* _Righe di dati_
===
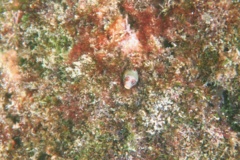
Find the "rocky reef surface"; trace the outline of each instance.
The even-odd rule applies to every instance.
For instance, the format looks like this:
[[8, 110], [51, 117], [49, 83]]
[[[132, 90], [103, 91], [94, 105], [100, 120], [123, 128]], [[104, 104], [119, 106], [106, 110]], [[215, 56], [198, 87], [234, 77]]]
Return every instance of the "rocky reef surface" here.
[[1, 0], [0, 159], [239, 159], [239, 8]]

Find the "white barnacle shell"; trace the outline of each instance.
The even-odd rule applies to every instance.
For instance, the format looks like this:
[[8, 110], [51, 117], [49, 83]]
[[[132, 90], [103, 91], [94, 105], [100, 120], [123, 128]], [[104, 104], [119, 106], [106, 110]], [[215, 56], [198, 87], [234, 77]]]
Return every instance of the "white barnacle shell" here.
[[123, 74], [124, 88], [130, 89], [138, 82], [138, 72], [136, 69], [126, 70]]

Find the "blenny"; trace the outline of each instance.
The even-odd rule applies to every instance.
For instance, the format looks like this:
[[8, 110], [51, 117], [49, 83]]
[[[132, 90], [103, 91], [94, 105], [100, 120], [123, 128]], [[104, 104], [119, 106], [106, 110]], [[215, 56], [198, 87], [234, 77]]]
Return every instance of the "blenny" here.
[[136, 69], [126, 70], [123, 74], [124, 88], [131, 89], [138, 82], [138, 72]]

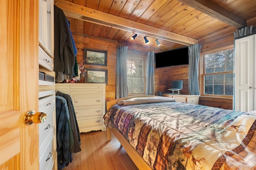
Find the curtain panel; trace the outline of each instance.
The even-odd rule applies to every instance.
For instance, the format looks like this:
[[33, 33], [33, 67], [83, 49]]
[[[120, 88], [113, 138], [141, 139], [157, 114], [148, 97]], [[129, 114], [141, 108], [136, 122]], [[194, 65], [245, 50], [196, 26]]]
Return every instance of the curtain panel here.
===
* _Compito richiesto_
Riscala la parte che va dall'inizio delle righe fino alla riga che contiene "82], [138, 72]]", compresa, e riscrivila tutta, richieste incluse, moltiplicando per 0,4 ogni coordinata delle risposte (non quelle che compaiono nelle richieste) e arrotondando all'intero, con le metà per eccesso. Lascia fuori le immagini.

* _Risposta completa_
Find the "rocky reef surface"; trace the outline of each instance.
The even-odd rule applies to every instance.
For instance, the format looks like this:
[[8, 110], [51, 117], [49, 83]]
[[[132, 90], [103, 91], [94, 105], [100, 120], [123, 128]], [[104, 104], [119, 106], [106, 110]], [[215, 56], [198, 87], [234, 77]]]
Return every instance of the "rocky reef surface" here.
[[0, 0], [0, 64], [96, 64], [96, 3]]

Find the "white barnacle shell"; trace the outline of each instance.
The even-odd rule applies to every instance.
For instance, the format looks like this:
[[8, 110], [51, 117], [49, 83]]
[[[132, 90], [103, 91], [94, 105], [100, 120], [123, 128]], [[104, 104], [119, 106], [106, 110]], [[215, 56], [198, 87], [234, 77]]]
Return every instance of the "white barnacle shell" here.
[[49, 30], [50, 35], [52, 36], [55, 33], [55, 29], [54, 28], [50, 28]]

Find the "blenny"; trace the outline of each instance.
The even-odd rule applies to every instance.
For instance, the format looks like this:
[[8, 110], [51, 117], [49, 83]]
[[[132, 90], [103, 91], [94, 105], [100, 120], [123, 128]], [[104, 104], [119, 106], [106, 110]], [[215, 56], [198, 87], [234, 77]]]
Return every instance of the "blenny" here.
[[54, 28], [50, 28], [49, 30], [50, 35], [52, 36], [55, 33], [55, 29]]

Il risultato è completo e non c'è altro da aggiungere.